--- 課題一覧 ---
1. 下の抜粋で、書き手が高校の芸術の授業で選んだ科目は何ですか。
2. 下の抜粋のうち、「絵を描くのが好きな方なので、」から「ある。正直、よくわからない。」までを、最後の語句も含めて一字も変えずに書き写してください。

--- 抜粋 ---
==========

デザインや、あゝデザインや、デザインや 「デザイン知」松岡正剛

絵を描くのが好きな方なので、高校の芸術授業は美術を選択して、油彩や水彩をそこそこ楽しんだし、このブログで数年前に連載した哲学するカエル、クラウスくんたちは、別の話で漫画にしたことがある。ただし、作る方ではなく見る方となると、あまり好きになれず、同じ鑑賞ならば音楽の方がずっと楽しい。 [1]歴史は好きなので中野京子的視点で絵を見るのはそんなに嫌いじゃない。さらに苦手なのは現代美術。何がどういいのか、さっぱりわからん。現代美術館に行かされるのは苦痛でしかなかった。言わんや、デザインも・・・である。正直、よくわからない。

==========

--- 記録一覧 ---
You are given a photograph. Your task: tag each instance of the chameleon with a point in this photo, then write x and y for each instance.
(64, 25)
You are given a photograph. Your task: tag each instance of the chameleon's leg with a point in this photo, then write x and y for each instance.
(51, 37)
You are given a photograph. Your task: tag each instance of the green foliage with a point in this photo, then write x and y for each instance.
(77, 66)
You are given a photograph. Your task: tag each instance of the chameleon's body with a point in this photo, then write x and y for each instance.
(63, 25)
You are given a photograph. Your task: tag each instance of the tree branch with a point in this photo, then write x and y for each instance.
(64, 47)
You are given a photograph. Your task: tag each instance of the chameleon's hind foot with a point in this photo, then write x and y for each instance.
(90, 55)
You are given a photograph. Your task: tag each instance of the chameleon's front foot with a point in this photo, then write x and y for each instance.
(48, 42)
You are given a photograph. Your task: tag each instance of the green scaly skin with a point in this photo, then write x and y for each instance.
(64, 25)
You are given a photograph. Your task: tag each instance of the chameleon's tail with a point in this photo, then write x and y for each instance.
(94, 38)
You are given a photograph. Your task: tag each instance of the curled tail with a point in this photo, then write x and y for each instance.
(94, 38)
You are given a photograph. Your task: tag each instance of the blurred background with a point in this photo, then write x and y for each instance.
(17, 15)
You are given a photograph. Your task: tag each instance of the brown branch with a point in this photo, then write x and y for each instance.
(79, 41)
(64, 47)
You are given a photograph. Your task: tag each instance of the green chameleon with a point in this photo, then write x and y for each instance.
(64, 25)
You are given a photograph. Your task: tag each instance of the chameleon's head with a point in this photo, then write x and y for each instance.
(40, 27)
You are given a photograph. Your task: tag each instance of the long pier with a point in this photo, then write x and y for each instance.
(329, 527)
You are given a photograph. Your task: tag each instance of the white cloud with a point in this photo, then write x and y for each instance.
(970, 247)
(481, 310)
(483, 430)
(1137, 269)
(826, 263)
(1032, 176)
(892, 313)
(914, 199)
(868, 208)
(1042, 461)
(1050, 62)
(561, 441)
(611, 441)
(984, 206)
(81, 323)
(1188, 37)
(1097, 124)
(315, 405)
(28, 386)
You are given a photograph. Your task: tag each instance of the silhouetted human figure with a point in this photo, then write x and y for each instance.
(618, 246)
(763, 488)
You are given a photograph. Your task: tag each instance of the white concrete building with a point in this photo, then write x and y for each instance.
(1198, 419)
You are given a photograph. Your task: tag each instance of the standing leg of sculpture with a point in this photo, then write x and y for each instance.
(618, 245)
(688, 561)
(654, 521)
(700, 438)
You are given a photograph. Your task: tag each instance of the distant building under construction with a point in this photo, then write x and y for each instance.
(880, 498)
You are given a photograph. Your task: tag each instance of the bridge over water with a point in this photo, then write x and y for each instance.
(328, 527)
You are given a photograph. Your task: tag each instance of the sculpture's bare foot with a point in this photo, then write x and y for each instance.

==========

--- 各課題の答え ---
1. 美術です。

2.
絵を描くのが好きな方なので、高校の芸術授業は美術を選択して、油彩や水彩をそこそこ楽しんだし、このブログで数年前に連載した哲学するカエル、クラウスくんたちは、別の話で漫画にしたことがある。ただし、作る方ではなく見る方となると、あまり好きになれず、同じ鑑賞ならば音楽の方がずっと楽しい。 [1]歴史は好きなので中野京子的視点で絵を見るのはそんなに嫌いじゃない。さらに苦手なのは現代美術。何がどういいのか、さっぱりわからん。現代美術館に行かされるのは苦痛でしかなかった。言わんや、デザインも・・・である。正直、よくわからない。